• **Goal**: Quote verbatim every line starting at the one containing "trace the outline of every instance of the woman's" and ending at the last line of the rows below, including both.

%%

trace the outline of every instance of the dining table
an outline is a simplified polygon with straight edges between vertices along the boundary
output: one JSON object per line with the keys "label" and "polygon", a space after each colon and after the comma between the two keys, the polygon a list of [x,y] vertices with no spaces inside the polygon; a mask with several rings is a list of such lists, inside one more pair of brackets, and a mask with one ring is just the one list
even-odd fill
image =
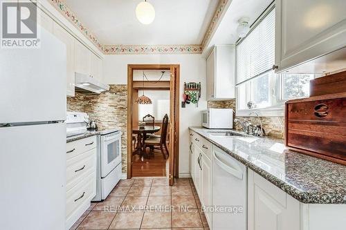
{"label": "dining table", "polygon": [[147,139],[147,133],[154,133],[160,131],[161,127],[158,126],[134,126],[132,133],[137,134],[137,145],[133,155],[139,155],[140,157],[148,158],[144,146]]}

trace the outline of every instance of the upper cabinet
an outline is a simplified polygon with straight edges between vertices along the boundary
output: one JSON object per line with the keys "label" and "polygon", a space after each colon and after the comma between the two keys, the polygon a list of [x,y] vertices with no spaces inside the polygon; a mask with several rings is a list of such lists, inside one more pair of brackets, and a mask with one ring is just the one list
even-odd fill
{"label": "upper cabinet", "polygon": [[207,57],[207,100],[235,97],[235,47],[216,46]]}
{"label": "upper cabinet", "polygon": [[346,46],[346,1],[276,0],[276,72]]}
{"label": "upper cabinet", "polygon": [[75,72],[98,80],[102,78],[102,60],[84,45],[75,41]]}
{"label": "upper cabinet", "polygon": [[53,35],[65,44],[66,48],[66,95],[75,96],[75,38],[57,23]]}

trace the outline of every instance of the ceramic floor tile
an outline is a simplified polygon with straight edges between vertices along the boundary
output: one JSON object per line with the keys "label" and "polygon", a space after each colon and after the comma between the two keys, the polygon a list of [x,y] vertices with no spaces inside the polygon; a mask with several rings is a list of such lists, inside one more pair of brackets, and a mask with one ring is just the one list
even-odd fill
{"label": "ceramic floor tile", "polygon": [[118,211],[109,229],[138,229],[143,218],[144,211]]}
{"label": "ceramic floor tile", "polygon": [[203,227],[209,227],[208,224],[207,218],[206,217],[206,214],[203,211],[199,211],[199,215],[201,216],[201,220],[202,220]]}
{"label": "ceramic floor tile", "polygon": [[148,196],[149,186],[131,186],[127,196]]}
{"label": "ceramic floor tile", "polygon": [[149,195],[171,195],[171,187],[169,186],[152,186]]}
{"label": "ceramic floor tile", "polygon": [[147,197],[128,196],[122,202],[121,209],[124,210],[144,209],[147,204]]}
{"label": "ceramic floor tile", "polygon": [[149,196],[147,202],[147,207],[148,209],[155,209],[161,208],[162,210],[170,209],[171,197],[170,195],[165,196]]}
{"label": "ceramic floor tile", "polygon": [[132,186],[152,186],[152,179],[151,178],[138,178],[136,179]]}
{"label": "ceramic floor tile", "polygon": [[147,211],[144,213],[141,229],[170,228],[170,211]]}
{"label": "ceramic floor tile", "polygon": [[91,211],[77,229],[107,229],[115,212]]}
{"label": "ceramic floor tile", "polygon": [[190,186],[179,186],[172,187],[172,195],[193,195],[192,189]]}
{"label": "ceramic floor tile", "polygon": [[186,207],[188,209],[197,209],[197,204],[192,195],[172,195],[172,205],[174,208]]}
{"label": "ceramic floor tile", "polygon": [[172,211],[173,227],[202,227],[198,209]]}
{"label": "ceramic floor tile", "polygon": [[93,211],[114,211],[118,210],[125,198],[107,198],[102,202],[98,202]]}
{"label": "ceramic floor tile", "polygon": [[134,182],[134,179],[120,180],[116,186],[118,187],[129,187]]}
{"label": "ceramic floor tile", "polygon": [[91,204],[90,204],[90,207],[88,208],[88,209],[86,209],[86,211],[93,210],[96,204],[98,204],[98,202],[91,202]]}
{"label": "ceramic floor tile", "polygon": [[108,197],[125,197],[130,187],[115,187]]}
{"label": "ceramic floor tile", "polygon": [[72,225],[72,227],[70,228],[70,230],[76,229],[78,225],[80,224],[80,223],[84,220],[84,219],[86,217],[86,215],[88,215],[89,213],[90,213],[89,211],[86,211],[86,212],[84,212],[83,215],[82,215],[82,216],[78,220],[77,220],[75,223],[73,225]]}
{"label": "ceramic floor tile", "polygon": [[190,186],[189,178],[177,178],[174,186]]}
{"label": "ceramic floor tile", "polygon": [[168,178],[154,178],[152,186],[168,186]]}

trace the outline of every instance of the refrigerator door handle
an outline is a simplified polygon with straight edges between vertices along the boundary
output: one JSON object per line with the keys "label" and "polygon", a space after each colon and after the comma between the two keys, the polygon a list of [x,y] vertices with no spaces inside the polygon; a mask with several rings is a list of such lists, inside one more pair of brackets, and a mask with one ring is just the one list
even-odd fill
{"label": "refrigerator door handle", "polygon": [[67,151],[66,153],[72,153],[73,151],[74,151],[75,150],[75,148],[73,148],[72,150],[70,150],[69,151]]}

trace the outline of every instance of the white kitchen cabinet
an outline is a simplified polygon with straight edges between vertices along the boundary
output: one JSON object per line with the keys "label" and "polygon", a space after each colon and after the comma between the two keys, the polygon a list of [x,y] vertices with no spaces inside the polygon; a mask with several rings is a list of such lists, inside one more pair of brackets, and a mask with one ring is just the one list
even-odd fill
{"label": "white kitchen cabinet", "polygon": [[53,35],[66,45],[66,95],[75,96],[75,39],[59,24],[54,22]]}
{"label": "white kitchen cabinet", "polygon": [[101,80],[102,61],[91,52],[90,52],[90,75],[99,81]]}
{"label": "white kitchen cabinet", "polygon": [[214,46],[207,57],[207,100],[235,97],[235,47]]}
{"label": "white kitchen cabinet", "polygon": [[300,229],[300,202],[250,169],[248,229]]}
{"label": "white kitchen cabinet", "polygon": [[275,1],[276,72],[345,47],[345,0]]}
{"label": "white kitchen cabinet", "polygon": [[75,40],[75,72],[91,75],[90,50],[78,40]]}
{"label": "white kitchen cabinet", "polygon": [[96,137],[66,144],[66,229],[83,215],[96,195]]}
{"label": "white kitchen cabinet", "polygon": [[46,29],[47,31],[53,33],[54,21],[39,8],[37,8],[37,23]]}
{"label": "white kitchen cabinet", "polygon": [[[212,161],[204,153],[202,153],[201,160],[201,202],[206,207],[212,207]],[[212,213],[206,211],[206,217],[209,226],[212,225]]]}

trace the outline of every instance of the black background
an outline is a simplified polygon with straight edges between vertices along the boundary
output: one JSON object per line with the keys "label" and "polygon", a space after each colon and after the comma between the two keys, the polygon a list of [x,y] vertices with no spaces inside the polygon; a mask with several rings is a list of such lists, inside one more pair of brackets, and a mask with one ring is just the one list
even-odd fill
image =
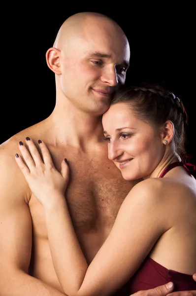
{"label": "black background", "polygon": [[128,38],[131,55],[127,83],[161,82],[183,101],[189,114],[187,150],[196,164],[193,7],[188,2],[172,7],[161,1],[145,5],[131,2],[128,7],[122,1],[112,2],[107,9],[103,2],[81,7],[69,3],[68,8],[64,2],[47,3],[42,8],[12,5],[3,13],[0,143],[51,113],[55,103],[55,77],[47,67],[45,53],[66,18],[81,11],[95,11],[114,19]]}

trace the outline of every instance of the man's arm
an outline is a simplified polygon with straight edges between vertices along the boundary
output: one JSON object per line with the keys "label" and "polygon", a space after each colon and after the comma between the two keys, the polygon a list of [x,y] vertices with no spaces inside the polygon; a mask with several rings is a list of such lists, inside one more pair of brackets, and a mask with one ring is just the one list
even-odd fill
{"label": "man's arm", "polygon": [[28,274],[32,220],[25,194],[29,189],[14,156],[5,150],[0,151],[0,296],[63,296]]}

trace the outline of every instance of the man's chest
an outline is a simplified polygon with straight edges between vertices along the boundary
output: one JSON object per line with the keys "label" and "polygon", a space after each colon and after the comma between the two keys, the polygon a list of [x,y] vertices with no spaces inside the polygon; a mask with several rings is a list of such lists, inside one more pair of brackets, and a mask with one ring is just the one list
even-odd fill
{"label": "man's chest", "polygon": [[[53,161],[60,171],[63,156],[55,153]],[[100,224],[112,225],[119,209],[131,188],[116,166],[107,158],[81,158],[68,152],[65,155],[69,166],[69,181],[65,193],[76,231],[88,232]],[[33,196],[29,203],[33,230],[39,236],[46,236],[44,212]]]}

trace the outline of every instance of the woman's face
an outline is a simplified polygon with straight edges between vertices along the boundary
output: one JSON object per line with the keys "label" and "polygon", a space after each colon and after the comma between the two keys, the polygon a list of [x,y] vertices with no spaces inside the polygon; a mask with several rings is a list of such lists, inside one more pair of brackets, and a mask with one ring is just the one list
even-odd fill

%%

• **Worked solution**:
trace the outline of every instance of the woman's face
an outline is a simplified polygon with straight edges between vertices along the boundary
output: one JSON object per line with the keys "label" and "polygon", a space after each colon and after the comma between the two keys, the polygon a list of [x,y] vertices with no spaces inside the polygon; a mask with several rings is a list of such lists, inside one more pair of brackets, and a mask with one ring is just the one list
even-odd fill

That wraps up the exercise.